AIM
Identify every line in the material below that contains the word "field", and copy each of those lines. Case counts.
--- INPUT RECORDS ---
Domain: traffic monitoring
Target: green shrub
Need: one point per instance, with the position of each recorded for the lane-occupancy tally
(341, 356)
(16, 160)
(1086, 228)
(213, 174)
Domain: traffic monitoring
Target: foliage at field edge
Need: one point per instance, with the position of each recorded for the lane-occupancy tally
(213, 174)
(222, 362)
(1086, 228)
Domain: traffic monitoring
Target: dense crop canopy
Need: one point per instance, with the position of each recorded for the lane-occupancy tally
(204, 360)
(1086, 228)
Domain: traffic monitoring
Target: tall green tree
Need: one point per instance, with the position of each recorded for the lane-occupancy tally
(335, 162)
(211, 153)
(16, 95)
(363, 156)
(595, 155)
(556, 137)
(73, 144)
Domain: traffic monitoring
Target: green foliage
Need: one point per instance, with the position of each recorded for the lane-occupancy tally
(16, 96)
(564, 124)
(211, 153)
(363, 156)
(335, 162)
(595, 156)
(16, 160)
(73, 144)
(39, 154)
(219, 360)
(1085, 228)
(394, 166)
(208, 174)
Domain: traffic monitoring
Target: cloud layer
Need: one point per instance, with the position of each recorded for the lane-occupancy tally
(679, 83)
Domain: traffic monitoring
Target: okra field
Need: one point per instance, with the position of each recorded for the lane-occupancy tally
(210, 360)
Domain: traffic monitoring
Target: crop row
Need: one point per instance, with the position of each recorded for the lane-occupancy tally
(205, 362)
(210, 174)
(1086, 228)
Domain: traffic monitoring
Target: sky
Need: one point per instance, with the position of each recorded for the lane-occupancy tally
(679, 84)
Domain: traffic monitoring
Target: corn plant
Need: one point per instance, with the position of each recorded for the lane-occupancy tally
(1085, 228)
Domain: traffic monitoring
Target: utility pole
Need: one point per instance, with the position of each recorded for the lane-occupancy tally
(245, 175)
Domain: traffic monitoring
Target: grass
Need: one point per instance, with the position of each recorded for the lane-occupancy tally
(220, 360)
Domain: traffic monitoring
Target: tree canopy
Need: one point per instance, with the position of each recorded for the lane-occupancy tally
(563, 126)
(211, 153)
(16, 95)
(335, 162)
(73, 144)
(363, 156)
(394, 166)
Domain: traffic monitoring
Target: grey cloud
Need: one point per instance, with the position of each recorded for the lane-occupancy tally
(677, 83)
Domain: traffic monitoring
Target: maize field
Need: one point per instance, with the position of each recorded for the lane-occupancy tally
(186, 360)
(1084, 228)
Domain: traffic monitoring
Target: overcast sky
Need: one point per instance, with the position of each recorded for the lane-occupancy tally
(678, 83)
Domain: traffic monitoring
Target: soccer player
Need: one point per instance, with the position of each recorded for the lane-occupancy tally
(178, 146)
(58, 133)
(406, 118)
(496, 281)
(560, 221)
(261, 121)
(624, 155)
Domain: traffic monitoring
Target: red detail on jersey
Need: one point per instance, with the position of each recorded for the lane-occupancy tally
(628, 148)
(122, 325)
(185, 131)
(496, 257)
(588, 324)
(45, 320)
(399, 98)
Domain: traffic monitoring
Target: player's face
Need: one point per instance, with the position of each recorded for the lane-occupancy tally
---
RIGHT ANSWER
Target: foliage at field edge
Target: okra field
Target: maize field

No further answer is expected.